* BEGIN Records to process *

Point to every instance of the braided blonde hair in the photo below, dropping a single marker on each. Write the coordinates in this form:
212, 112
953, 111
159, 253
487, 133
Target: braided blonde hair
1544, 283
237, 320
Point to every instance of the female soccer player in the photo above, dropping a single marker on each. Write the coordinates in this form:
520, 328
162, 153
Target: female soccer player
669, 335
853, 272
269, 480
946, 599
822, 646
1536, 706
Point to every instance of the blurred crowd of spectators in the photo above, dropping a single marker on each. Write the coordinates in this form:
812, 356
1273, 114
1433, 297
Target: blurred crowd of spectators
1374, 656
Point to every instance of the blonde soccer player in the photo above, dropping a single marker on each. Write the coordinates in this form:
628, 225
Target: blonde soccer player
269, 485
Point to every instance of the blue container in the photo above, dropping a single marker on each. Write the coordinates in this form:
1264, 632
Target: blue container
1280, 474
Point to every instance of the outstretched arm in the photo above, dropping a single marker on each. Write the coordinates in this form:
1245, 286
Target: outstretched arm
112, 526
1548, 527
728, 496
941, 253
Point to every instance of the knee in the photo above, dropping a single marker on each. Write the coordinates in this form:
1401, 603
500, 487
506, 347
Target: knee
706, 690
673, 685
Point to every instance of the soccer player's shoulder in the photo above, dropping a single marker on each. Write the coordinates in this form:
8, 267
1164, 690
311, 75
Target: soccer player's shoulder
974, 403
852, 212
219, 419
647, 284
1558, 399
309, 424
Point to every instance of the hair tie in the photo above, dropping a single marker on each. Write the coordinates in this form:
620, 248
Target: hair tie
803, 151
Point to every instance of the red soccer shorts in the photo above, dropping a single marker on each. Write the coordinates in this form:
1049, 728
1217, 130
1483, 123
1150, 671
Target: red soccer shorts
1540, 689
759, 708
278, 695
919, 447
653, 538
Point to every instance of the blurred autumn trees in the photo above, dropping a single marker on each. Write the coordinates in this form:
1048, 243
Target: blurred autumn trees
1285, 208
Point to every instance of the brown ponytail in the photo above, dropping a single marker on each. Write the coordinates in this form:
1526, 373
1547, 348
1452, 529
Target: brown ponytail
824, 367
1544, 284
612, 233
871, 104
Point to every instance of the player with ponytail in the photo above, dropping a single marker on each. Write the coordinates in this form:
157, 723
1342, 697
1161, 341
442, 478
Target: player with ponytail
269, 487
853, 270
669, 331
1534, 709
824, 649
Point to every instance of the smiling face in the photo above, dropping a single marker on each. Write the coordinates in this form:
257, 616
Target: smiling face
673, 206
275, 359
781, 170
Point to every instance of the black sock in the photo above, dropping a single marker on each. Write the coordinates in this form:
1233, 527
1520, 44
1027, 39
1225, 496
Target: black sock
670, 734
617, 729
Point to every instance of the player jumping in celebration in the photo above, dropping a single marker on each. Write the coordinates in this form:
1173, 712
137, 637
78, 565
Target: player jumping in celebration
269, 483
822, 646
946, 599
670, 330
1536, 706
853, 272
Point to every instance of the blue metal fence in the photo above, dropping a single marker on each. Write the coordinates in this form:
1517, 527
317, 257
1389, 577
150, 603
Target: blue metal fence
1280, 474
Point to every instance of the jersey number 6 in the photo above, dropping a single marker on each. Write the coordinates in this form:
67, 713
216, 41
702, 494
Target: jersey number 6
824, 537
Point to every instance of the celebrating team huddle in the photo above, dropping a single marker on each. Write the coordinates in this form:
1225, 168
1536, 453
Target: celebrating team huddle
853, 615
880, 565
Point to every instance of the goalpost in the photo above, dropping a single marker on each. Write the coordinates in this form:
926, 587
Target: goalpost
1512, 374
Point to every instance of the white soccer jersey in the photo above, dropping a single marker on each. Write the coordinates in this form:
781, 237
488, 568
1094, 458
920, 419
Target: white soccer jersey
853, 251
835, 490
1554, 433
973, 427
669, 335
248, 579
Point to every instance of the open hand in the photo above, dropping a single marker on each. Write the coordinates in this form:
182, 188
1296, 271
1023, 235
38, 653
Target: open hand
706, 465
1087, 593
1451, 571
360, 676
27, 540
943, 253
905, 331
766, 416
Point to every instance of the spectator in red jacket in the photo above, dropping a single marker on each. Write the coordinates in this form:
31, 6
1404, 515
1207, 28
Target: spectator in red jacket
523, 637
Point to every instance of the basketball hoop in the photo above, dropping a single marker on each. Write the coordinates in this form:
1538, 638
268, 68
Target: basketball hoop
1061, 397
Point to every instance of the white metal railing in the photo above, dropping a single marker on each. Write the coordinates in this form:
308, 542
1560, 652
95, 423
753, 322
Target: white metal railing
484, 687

* END Records to process *
* BEGIN Records to process *

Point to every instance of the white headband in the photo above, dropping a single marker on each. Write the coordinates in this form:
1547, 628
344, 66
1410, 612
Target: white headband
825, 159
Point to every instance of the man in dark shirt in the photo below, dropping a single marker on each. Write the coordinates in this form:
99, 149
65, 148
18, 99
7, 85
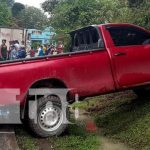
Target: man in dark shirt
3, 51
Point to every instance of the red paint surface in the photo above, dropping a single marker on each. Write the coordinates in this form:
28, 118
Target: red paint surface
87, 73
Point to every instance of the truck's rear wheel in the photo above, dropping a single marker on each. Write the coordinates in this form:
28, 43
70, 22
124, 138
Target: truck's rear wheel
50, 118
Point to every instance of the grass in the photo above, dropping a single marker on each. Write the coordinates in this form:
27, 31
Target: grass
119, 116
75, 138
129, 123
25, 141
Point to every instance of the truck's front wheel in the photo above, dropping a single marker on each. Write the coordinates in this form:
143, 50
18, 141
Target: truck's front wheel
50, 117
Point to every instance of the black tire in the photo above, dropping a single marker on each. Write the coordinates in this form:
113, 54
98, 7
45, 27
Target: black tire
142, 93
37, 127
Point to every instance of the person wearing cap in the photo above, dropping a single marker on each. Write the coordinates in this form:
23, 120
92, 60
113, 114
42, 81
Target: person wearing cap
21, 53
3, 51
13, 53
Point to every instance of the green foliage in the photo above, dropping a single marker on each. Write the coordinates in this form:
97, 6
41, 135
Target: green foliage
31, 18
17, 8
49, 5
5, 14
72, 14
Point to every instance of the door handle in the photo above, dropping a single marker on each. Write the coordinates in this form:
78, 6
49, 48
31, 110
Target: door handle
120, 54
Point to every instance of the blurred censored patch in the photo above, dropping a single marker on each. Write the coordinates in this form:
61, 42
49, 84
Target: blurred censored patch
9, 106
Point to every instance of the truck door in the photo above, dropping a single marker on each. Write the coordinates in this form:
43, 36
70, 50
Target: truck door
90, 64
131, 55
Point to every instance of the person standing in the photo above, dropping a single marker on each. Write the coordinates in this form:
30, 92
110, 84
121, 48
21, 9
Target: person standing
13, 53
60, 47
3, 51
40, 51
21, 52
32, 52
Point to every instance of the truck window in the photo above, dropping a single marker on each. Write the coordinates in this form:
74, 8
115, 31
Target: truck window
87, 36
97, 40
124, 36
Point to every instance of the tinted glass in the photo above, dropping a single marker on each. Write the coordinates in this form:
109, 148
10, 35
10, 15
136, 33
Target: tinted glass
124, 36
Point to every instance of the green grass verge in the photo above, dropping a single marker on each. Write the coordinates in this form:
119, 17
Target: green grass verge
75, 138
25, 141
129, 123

* END Records to process *
* BEGIN Records to process *

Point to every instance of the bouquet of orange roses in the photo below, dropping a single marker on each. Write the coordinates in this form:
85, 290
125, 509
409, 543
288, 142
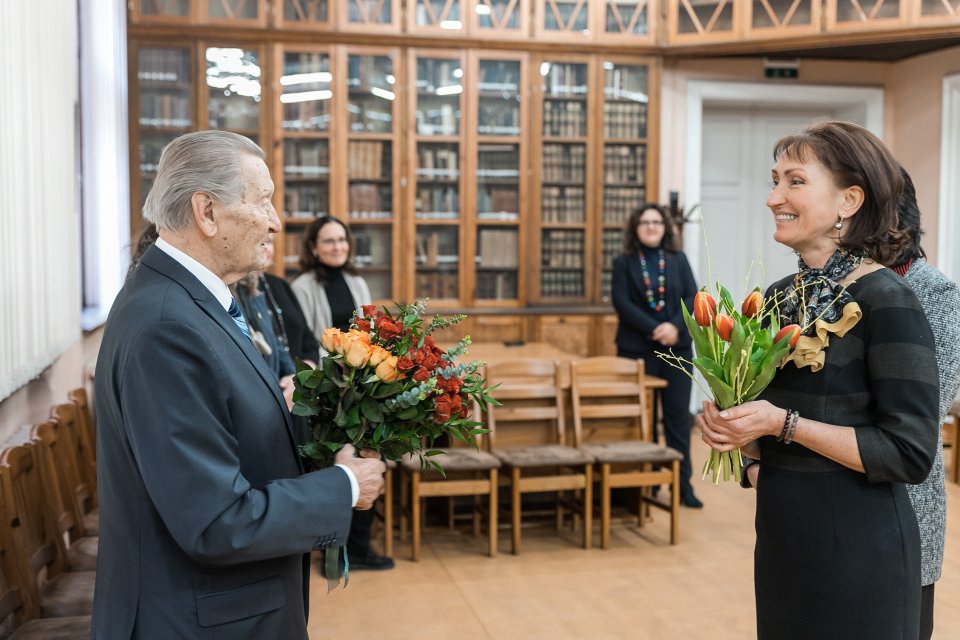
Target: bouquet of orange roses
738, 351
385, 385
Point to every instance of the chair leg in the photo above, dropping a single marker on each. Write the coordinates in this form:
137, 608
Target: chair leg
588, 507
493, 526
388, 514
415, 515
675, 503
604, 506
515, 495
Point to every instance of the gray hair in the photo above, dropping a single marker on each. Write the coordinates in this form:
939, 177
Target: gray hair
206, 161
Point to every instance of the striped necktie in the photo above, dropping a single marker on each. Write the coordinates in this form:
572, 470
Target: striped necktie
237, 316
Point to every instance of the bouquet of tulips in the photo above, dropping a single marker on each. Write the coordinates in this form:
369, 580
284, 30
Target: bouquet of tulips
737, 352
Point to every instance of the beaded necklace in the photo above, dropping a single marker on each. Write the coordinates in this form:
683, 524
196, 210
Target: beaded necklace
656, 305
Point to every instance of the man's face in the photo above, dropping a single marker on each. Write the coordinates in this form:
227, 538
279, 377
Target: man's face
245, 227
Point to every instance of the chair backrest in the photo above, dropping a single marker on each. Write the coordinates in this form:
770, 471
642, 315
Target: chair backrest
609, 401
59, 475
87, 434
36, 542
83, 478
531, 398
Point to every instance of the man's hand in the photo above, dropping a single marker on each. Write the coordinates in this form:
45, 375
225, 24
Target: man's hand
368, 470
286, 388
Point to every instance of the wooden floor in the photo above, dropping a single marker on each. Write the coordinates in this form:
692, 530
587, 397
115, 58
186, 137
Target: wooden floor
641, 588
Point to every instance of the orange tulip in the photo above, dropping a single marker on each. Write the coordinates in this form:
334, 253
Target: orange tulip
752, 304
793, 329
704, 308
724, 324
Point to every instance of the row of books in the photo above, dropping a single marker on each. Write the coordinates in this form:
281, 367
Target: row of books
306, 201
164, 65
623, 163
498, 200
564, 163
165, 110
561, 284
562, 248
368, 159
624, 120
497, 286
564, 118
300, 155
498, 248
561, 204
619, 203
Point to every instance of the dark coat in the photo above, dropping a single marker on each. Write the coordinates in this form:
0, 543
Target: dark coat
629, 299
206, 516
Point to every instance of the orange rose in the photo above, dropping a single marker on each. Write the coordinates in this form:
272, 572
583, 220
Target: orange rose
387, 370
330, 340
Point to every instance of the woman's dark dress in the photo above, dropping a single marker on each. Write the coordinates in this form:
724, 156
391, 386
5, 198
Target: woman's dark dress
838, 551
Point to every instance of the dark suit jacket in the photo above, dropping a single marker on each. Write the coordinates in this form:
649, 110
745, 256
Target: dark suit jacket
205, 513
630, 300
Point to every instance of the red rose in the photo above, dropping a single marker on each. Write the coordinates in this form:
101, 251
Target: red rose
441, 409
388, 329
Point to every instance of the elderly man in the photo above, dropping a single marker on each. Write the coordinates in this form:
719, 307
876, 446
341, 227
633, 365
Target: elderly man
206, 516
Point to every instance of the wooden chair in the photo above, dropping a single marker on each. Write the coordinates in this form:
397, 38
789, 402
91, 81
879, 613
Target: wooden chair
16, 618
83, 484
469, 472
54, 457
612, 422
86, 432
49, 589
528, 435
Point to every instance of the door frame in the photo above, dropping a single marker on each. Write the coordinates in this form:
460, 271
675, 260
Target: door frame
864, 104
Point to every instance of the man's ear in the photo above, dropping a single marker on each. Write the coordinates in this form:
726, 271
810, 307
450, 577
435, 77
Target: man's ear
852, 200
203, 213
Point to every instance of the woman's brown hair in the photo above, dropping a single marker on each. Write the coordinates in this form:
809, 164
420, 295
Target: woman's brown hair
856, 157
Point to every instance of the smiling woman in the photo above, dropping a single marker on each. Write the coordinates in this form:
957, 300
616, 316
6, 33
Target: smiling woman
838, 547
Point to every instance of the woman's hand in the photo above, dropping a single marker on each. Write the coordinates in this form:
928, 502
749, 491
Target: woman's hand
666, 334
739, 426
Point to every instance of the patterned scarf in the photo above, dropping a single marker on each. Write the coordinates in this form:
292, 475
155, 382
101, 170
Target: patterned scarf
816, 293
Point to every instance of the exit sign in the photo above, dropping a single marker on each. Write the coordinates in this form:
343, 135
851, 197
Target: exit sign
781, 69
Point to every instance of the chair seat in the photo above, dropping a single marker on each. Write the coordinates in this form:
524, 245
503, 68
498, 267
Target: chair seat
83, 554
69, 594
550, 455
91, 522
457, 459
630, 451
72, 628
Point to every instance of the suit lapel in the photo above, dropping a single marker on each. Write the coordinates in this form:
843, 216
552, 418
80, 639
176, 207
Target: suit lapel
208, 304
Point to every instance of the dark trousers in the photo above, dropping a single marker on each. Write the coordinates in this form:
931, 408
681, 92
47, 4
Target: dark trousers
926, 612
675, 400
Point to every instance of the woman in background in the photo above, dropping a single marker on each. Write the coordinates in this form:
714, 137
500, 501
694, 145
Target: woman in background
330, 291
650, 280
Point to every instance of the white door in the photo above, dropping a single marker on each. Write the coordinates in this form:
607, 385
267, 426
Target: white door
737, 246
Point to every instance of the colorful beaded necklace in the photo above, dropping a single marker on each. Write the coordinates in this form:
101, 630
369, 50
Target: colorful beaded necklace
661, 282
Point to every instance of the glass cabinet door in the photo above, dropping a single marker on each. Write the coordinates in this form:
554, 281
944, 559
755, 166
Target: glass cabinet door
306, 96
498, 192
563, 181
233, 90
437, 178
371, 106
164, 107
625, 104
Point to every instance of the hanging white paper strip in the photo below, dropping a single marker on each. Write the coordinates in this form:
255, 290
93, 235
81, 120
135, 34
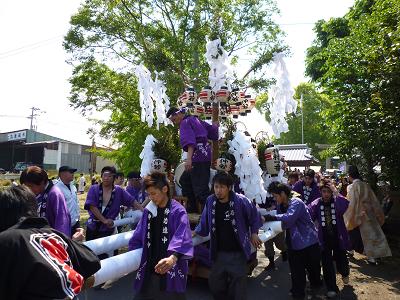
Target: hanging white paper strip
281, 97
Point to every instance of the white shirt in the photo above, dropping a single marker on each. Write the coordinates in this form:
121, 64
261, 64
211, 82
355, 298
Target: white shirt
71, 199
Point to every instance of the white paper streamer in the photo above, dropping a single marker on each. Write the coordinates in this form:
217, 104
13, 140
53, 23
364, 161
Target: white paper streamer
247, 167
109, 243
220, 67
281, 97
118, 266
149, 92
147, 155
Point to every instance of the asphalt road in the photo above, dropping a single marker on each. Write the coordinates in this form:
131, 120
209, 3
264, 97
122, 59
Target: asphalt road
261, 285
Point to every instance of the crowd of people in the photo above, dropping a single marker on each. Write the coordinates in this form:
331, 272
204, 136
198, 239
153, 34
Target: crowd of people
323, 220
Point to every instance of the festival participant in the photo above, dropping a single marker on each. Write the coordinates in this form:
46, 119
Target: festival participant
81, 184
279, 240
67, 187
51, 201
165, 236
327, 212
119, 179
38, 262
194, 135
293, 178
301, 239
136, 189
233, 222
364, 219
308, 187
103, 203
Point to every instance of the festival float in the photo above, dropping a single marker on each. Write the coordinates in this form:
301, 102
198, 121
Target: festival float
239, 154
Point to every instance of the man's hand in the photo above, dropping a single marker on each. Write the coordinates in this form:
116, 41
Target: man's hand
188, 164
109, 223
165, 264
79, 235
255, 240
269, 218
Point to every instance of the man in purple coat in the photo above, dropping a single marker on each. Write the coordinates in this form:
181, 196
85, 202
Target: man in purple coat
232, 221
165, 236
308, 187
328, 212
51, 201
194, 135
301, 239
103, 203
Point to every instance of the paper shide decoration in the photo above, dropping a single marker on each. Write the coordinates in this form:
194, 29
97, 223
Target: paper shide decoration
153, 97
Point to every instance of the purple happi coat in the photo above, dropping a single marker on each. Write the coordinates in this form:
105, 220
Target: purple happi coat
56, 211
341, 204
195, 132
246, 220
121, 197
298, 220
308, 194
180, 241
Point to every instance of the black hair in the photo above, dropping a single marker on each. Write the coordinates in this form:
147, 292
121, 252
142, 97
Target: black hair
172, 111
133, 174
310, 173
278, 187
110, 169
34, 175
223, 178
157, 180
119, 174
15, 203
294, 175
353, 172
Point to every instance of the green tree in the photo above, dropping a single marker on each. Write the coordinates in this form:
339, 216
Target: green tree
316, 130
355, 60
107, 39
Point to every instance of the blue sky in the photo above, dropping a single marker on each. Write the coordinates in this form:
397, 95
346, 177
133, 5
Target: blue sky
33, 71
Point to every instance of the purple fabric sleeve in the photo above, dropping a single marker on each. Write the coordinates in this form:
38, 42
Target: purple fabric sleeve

* END Records to process *

* _Set task_: Select and copy every line in the listing above that contains the word "striped". Case counts.

* _Expected answer_:
Point to every instance of the striped necktie in the photo above, dropping a single marker on each. Write the coordinates in this form:
Target: striped necktie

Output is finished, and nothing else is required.